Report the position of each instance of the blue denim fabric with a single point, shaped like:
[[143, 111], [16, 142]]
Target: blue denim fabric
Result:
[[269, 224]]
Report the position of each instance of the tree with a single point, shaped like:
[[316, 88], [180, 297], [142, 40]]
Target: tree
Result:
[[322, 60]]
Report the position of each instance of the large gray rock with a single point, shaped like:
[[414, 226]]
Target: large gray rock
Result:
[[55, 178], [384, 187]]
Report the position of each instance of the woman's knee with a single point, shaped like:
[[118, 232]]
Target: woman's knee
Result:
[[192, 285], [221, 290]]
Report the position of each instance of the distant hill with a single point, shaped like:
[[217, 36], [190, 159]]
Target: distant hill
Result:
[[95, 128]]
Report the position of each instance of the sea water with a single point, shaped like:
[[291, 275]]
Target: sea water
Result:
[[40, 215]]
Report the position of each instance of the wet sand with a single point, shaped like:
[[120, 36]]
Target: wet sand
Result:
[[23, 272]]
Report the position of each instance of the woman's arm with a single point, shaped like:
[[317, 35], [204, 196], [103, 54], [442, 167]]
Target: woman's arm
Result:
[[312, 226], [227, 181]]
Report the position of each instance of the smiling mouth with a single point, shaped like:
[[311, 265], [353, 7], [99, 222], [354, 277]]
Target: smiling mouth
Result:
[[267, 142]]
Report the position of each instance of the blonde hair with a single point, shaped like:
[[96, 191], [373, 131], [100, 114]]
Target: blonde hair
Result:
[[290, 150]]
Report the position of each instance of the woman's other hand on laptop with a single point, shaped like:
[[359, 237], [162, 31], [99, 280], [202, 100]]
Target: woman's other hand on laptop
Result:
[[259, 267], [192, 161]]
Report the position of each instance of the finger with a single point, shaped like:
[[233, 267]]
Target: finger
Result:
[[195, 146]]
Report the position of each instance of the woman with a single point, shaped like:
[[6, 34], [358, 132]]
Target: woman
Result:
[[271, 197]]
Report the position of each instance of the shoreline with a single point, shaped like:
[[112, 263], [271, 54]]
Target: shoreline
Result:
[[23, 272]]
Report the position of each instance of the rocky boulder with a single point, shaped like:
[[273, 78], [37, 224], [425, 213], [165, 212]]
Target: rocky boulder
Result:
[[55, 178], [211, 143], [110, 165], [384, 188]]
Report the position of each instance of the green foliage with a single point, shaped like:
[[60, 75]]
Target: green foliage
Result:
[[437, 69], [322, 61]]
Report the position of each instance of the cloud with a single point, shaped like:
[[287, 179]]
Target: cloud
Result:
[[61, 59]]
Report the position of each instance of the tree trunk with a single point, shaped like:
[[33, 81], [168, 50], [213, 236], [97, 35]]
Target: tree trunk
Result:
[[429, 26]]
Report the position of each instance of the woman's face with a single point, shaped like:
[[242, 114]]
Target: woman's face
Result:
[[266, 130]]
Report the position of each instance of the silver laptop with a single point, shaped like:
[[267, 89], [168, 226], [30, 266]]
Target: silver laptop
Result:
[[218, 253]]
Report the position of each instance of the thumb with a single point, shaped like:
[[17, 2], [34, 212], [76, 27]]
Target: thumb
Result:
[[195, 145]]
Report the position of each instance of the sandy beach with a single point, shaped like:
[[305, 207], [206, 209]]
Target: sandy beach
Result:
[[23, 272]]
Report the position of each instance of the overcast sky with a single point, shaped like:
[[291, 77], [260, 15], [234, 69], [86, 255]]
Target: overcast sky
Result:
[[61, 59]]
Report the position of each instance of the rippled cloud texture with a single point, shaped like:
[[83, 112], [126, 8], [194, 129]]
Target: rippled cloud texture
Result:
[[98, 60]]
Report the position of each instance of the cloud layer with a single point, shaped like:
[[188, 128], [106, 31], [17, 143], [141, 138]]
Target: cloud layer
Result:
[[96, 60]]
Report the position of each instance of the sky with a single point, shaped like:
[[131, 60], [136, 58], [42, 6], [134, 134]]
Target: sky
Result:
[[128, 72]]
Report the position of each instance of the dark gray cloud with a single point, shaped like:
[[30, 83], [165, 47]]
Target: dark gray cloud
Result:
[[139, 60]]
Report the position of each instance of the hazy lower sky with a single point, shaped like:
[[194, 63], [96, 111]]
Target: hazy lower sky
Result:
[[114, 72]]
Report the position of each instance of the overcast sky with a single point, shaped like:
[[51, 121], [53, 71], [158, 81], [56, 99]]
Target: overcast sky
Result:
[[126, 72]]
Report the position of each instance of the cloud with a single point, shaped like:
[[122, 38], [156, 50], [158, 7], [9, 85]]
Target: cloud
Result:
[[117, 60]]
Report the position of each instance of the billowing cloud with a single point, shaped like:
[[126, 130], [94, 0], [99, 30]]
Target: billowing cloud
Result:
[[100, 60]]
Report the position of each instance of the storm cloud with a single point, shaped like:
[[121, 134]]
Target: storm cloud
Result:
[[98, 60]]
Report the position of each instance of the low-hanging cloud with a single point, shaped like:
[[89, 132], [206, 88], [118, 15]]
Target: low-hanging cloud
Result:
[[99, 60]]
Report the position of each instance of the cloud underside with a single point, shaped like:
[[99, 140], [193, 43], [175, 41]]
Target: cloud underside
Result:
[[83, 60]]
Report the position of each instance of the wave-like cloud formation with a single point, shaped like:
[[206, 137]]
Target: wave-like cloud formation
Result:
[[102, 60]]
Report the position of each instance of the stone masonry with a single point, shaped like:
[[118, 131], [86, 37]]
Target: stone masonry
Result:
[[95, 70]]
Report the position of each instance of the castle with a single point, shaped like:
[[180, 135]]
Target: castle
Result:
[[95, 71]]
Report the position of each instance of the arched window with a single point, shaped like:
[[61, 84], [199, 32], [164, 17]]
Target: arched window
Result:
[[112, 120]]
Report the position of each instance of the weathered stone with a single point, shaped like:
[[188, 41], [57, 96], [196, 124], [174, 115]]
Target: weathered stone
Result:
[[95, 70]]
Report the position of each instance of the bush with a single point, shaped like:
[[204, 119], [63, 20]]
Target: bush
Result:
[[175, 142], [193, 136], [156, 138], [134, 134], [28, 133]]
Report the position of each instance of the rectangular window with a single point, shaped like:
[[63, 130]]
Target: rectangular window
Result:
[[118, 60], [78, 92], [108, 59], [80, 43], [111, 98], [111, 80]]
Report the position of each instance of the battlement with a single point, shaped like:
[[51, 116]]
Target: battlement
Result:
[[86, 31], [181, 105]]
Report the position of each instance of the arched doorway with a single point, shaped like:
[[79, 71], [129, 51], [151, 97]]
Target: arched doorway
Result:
* * *
**PROBLEM**
Reproduce the entire listing above line for line, without changing any character.

**OUTPUT FOR THIS EXERCISE**
Report the position of each instance of the blue denim fabric with a single point, shaped like:
[[143, 111], [16, 142]]
Target: blue denim fabric
Result:
[[269, 224]]
Report the position of each instance of the tree with a single point, shaped like:
[[316, 88], [180, 297], [142, 40]]
Target: tree
Result:
[[322, 60]]
Report the position of each instance of the large gray rock with a single point, shaped like:
[[414, 226]]
Target: large gray rock
Result:
[[55, 178], [384, 187]]
Report the position of each instance of the woman's knee with a single point, shaped like:
[[118, 232]]
Target: woman's knee
Result:
[[192, 285], [221, 290]]
Report the position of each instance of the distant hill with a single point, shaped like:
[[217, 36], [190, 159]]
Target: distant hill
Result:
[[95, 128]]
Report the position of each instance of the sea water with a single point, shaped like:
[[291, 275]]
Target: sea water
Result:
[[40, 215]]
Report the position of each instance of the wet sand with a single point, shaped like:
[[120, 36]]
Target: wet sand
Result:
[[23, 272]]
Report the position of each instance of the woman's arm with a single point, shaped like:
[[317, 35], [204, 196], [103, 54], [442, 167]]
Target: woman's arm
Result:
[[312, 226], [227, 181]]
Report the position of each instance of the smiling mouth with a single point, shaped like:
[[311, 265], [353, 7], [99, 222], [354, 277]]
Target: smiling mouth
Result:
[[267, 142]]
Report the position of each instance of the blonde hair with a single point, shaped like:
[[96, 191], [373, 131], [100, 114]]
Target: blonde hair
Result:
[[290, 150]]
Report the position of each instance of the woman's other hand on laptop with a single point, shaped like:
[[359, 237], [162, 31], [99, 280], [202, 100]]
Target: woman's other hand on laptop
Result:
[[259, 267], [192, 161]]
Report the position of each instance of the finger with a single point, shaped like:
[[233, 267]]
Target: finger
Result:
[[195, 146]]
Report the position of each instance of the woman with a single point, shaped like:
[[6, 34], [358, 132]]
Target: woman
Result:
[[271, 197]]
Report the position of each instance of the shoreline with a single point, shaped like:
[[112, 263], [271, 54]]
Target: shoreline
Result:
[[23, 272]]
Report the position of each instance of the rocky boulder with a single point, shaped like:
[[273, 78], [37, 224], [425, 213], [165, 212]]
Target: rocky boulder
Result:
[[55, 178], [211, 143], [110, 165], [384, 188]]
Report the position of each instance of the green foliage with a single point, shaped like:
[[60, 75]]
Target: green foliage
Result:
[[437, 69], [322, 61]]
Report the position of each instance of the cloud with a single point, shaped like:
[[287, 179]]
Target: cloud
Result:
[[61, 59]]
Report the position of each instance of the tree trunk with a single point, shaped like:
[[33, 81], [168, 50], [213, 236], [97, 35]]
Target: tree trunk
Result:
[[429, 26]]
Report the position of each instance of the woman's face with a single point, shaped like:
[[242, 114]]
Target: woman's face
Result:
[[266, 130]]
Report the position of each instance of the silver laptop with a single point, shaped like:
[[267, 89], [168, 226], [30, 266]]
Target: silver laptop
Result:
[[218, 253]]
Report the position of each instance of the thumb with a single point, shaped like:
[[17, 2], [34, 212], [76, 27]]
Target: thumb
Result:
[[195, 145]]
Report the position of each instance of the sandy beach with a single point, shaped like:
[[305, 207], [206, 209]]
Target: sandy beach
Result:
[[23, 272]]
Report the position of each instance of the overcast sky with a single point, shaped like:
[[291, 77], [260, 15], [234, 69], [86, 255]]
Target: overcast sky
Result:
[[61, 59]]
Report the position of each instance of the rippled cloud texture with a single point, shaped like:
[[83, 112], [126, 8], [194, 129]]
Target: rippled cloud texture
Result:
[[98, 60]]
Report the position of each instance of the cloud layer with a single point, shaped like:
[[188, 128], [106, 31], [17, 143], [141, 138]]
Target: cloud layer
Result:
[[96, 60]]
Report the position of each instance of the sky with a single point, shaped like:
[[131, 60], [136, 58], [42, 6], [134, 134]]
Target: sky
Result:
[[128, 72]]
Report the position of each instance of the dark gray cloud with a single point, shaped like:
[[30, 83], [165, 47]]
Target: dark gray cloud
Result:
[[139, 60]]
Report the position of each instance of the hazy lower sky with a single point, shaped like:
[[194, 63], [96, 111]]
Target: hazy lower sky
Result:
[[114, 72]]
Report the position of each instance of the overcast sky with a single point, shaped like:
[[51, 121], [53, 71], [158, 81], [56, 99]]
Target: overcast sky
Result:
[[126, 72]]
Report the position of each instance of the cloud with a single point, shaped like:
[[122, 38], [156, 50], [158, 7], [9, 85]]
Target: cloud
Result:
[[117, 60]]
Report the position of each instance of the billowing cloud with a single point, shaped like:
[[126, 130], [94, 0], [99, 30]]
Target: billowing cloud
Result:
[[100, 60]]
Report the position of each instance of the storm cloud with a single point, shaped like:
[[121, 134]]
Target: storm cloud
Result:
[[98, 60]]
Report the position of each instance of the low-hanging cloud with a single point, shaped like:
[[89, 132], [206, 88], [118, 15]]
Target: low-hanging cloud
Result:
[[99, 60]]
Report the position of each instance of the cloud underside with a single point, shaped like:
[[99, 140], [193, 43], [175, 41]]
Target: cloud underside
Result:
[[83, 60]]
Report the position of each instance of the wave-like cloud formation with a single point, shaped like:
[[206, 137]]
Target: wave-like cloud formation
Result:
[[102, 60]]
Report the position of each instance of the stone masonry with a single point, shaped like:
[[118, 131], [86, 37]]
Target: stone masonry
Result:
[[95, 70]]
Report the position of each instance of the castle with a single point, shaped like:
[[180, 135]]
Target: castle
Result:
[[95, 71]]
Report the position of each instance of the arched window with a single point, shaped like:
[[61, 84], [199, 32], [164, 17]]
Target: arched window
Result:
[[112, 120]]
Report the position of each instance of the weathered stone with a single point, shaped like:
[[188, 41], [57, 96], [196, 124], [174, 115]]
Target: weathered stone
Result:
[[95, 70]]
Report the position of each instance of the bush with a single point, shaped like:
[[204, 119], [63, 20]]
Target: bush
Result:
[[175, 142], [193, 136], [156, 138], [134, 134], [28, 133]]
Report the position of each instance of the rectangular window with a single point, shaped like:
[[63, 130]]
Target: rectangular window
Result:
[[118, 60], [78, 92], [108, 59], [80, 43], [111, 98], [111, 80]]
Report the position of each instance of the battlement with a single point, shaped like:
[[51, 116]]
Target: battlement
Result:
[[86, 31], [181, 105]]
Report the position of each instance of the arched doorway with a single point, shaped like:
[[79, 71], [129, 51], [151, 97]]
Target: arched doorway
Result:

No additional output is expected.